UNITAMS head: ‘Quick military fix not an option in Sudan’
PORT SUDAN –
Volker Perthes, Special Representative of the Secretary-General and Head of the United Nations Integrated Transition Assistance Mission in Sudan (UNITAMS), told Radio Dabanga from Port Sudan today that a quick military settlement for the Sudan conflict is out of the question.
In an interview in Port Sudan with Radio Dabanga, Perthes says that during the first week of the war, both the Sudan Armed Forces (SAF) and the paramilitary Rapid Support Forces (RSF), were counting on a military solution. However, as the clashes enter their second month, “the two sides have reached the conviction that a quick military settlement is out of the question”.
Perthes confirms that he is in constant communication with both parties to the conflict, including Commander-in-Chief of the (SAF) and Chairman of the Sovereignty Council, Lt Gen Abdelfattah El Burhan, and RSF leader Lt Gen Mohamed ‘Hemedti’ Dagalo.
‘Even if you have a military victory after a long battle, this may lead to the loss of the country’ – Volker Perthes
Addressing them directly in the broadcast, Perthes says: “Even if you have a military victory after a long battle, this may lead to the loss of the country.”
He stresses that resolving the conflict through negotiation is the clear preference of the Sudanese public, the United Nations, and the international community.
Referring to the Jedda talks, co-brokered by the USA and Saudi Arabia, Perthes says that they are military and tactical, and will not in themselves lead to a lasting ceasefire. He held both parties responsible for violating the previous ceasefires and humanitarian truces, and he stressed “the need to agree on an effective monitoring mechanism with participation of regional and international organisations”.
Perthes says that the participation of private citizens and Sudanese civil society will be necessary to observe any ceasefire on the ground, while he suggests that “certain countries will be able to monitor the ceasefire via satellite”.
He underlines that the achievement is the priority for his mission and its international partners, and most Sudanese civilians, but acknowledges that neither the SAF nor the RSF are likely to welcome the introduction of foreign monitors.
Perthes confirms that the UNITAMS headquarters in Khartoum were looted during the conflict, but he refused to apportion blame to any party. He does stress that “the authorities charged with protecting the sites on which our facilities are located are responsible for protecting them”. He laments that many UN warehouses in Khartoum and Darfur have also been looted.
In today’s interview with Radio Dabanga, Perthes condemns the killing of innocent people, the targeting of hospitals and residential areas, the indiscriminate shelling of residential areas, the use of health facilities as a refuge for fighters, and the looting of diplomatic facilities.

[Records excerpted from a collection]
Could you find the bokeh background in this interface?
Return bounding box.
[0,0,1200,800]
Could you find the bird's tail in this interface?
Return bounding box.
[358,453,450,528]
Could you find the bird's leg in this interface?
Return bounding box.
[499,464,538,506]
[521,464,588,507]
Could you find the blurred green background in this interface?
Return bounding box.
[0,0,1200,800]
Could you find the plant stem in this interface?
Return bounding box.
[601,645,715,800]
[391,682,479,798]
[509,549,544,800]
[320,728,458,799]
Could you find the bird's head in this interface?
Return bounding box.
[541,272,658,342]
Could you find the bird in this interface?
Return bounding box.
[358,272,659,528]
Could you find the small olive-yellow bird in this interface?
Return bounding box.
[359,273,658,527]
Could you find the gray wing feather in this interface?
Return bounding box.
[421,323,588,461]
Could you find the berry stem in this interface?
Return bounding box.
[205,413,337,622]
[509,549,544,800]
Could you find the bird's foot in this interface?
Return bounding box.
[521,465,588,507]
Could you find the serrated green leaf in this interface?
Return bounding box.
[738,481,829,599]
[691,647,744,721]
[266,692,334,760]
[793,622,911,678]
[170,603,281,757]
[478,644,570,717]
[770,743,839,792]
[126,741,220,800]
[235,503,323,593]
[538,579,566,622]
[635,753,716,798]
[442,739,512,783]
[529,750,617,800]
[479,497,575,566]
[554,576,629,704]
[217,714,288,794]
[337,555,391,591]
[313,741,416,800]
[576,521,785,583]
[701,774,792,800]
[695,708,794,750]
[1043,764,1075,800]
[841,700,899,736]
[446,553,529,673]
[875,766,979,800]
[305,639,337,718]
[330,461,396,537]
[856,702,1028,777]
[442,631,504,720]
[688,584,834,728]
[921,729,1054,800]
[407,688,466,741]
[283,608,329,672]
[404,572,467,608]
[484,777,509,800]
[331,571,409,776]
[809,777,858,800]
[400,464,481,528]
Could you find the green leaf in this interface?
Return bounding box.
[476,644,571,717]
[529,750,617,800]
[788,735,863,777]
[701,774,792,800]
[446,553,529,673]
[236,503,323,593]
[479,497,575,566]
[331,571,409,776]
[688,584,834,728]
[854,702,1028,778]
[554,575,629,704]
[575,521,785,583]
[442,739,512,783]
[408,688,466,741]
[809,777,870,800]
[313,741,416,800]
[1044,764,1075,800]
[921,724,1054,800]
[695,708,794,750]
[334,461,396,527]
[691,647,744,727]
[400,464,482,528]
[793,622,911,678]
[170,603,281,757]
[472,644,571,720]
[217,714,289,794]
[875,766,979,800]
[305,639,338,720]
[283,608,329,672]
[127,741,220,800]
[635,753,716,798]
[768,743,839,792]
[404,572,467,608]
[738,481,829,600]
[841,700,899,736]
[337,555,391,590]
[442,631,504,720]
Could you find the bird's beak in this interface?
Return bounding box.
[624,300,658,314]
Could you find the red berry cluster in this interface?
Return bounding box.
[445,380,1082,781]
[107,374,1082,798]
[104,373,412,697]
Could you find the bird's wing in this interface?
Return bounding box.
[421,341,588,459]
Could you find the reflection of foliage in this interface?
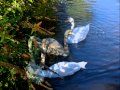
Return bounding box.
[67,0,91,21]
[0,0,59,90]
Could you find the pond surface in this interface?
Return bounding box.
[50,0,120,90]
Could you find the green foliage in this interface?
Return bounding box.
[0,0,59,90]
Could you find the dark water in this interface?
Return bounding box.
[50,0,120,90]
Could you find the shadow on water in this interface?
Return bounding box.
[50,0,120,90]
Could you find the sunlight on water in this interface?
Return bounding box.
[51,0,120,90]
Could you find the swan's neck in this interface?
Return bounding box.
[64,36,69,56]
[71,21,75,30]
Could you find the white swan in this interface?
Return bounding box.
[28,30,73,64]
[66,17,90,44]
[26,61,87,81]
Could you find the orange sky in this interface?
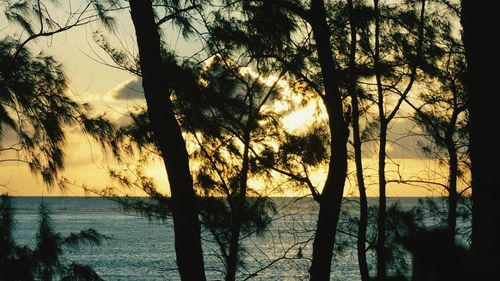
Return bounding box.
[0,7,460,199]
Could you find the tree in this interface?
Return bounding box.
[460,0,500,276]
[360,0,425,280]
[0,194,110,281]
[0,1,114,188]
[210,0,349,280]
[129,0,206,280]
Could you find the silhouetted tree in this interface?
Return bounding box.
[0,194,110,281]
[209,0,349,280]
[460,0,500,270]
[129,0,206,280]
[360,0,425,280]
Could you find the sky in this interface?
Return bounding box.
[0,3,458,196]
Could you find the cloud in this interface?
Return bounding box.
[363,119,430,159]
[110,78,144,101]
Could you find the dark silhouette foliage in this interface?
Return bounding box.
[0,194,110,281]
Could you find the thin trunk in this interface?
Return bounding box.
[444,104,461,241]
[226,98,253,281]
[373,0,387,280]
[347,0,370,281]
[446,142,458,240]
[309,0,349,280]
[129,0,206,281]
[461,0,500,263]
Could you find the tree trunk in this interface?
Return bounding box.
[461,0,500,263]
[447,142,458,241]
[347,0,370,281]
[226,120,252,281]
[373,0,387,280]
[129,0,206,281]
[309,0,349,280]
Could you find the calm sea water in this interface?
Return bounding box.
[9,197,424,281]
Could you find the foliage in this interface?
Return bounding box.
[0,194,110,281]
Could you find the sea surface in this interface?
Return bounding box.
[9,197,428,281]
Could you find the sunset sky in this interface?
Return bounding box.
[0,4,456,196]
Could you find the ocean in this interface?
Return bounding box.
[7,197,430,281]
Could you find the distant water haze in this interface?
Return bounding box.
[9,197,448,281]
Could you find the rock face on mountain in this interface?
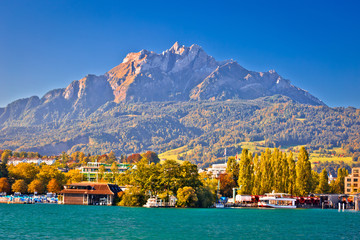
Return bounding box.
[0,42,324,125]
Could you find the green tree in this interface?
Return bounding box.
[1,149,12,164]
[176,161,201,189]
[142,151,160,164]
[0,162,9,178]
[65,169,83,183]
[47,178,61,193]
[220,173,236,197]
[226,157,240,183]
[8,163,40,184]
[332,168,349,194]
[259,148,274,194]
[176,187,198,207]
[0,177,10,193]
[296,147,312,196]
[119,187,146,207]
[36,164,66,187]
[287,151,296,195]
[11,179,27,193]
[238,149,253,194]
[316,168,330,193]
[98,165,106,181]
[107,151,117,164]
[110,162,119,182]
[252,154,261,195]
[196,186,215,208]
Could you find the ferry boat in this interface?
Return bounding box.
[258,192,296,208]
[143,197,159,208]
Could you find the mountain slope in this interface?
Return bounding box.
[0,42,324,124]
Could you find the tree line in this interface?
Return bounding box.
[223,147,349,196]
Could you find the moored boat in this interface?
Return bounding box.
[258,192,296,208]
[143,197,159,208]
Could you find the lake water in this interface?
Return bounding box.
[0,204,360,239]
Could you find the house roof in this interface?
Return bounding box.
[60,182,121,195]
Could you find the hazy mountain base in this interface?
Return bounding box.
[0,95,360,164]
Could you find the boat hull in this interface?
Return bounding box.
[258,203,296,208]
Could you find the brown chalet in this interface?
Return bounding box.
[59,182,121,205]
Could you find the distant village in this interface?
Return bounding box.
[0,149,360,210]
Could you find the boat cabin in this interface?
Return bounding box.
[59,182,121,205]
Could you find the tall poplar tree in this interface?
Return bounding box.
[252,154,261,195]
[260,148,274,194]
[316,168,330,193]
[226,157,239,183]
[296,147,312,196]
[238,149,253,194]
[287,152,296,195]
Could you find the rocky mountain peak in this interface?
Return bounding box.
[0,42,325,125]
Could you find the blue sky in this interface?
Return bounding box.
[0,0,360,108]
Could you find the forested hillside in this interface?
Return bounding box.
[0,95,360,166]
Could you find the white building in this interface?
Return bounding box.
[8,158,55,166]
[207,163,227,178]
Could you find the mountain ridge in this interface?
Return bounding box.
[0,42,325,124]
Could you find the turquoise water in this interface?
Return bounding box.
[0,204,360,239]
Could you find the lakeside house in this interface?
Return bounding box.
[207,163,227,178]
[58,182,121,206]
[7,158,55,166]
[344,167,360,194]
[79,162,131,182]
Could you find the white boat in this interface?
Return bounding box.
[215,203,225,208]
[144,197,159,208]
[258,192,296,208]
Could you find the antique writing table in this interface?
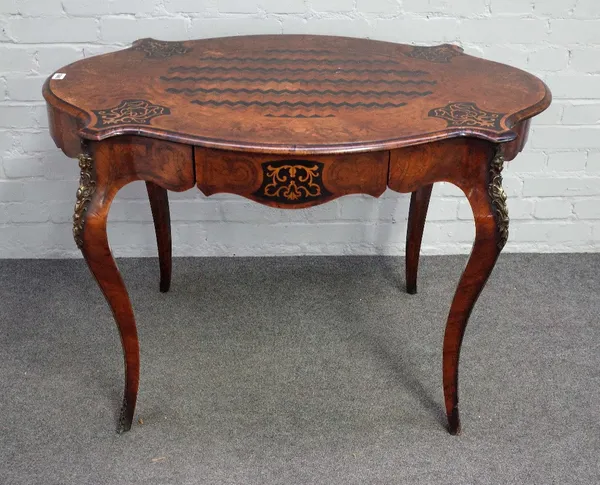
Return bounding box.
[44,36,551,434]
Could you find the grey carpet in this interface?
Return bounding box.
[0,254,600,485]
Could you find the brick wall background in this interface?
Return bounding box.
[0,0,600,258]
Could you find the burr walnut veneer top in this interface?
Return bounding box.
[44,35,550,154]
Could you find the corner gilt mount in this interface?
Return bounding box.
[73,153,96,249]
[488,147,509,249]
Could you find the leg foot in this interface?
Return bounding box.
[73,150,140,432]
[443,147,508,434]
[406,184,433,295]
[448,406,460,436]
[117,397,134,434]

### WORK REQUEST 1
According to the article on Volker Perthes's interview, which two countries co-brokered the Jedda talks?
### WORK REQUEST 2
Continue the article on Volker Perthes's interview, starting after its final sentence.

### EXERCISE RESULT 1
The USA and Saudi Arabia.

### EXERCISE RESULT 2
He says that the mission considers the military presence within cities and in residential neighbourhoods undesirable, stressing the need “for fighters to withdraw from health facilities and all public service facilities for water and electricity”.
In terms of the way forward, Perthes says that “the Framework aAgreement remains, but needs to be looked at afresh… we do not expect that the political talks to start directly at the point at which they ended before on April 15”.
Perthes: “Any efforts to return the country to a stable political path and political understandings will not be based on soldiers and combatants, but on civilians,” and that the participation of the military or not in a future government is up to the Sudanese.
He downplayed the demands for his expulsion from the country, and considered the demands of Lt Gen Yasir El Ata to replace him with another envoy, as “his own opinion” and says “the government is interested in the presence of the United Nations in the country, including the mission”.
Perthes told Radio Dabanga that a delegation from the United Nations Office for Humanitarian Affairs (OCHA) will participate in the talks starting this week defining the details of the humanitarian ceasefire. The delegation will work to determine what is required of UN agencies and international NGOs for an effective supply of humanitarian aid to the affected people.
He says that he will travel to the Ethiopian capital of Addis Ababa on Friday to coordinate with the African Union (AU) under the umbrella of the AU-IGAD-UN Trilateral Mechanism. He says that the deputy humanitarian coordinator of the UN in Sudan may visit Chad or neighbouring countries to study the logistical possibilities of delivering aid to Darfur.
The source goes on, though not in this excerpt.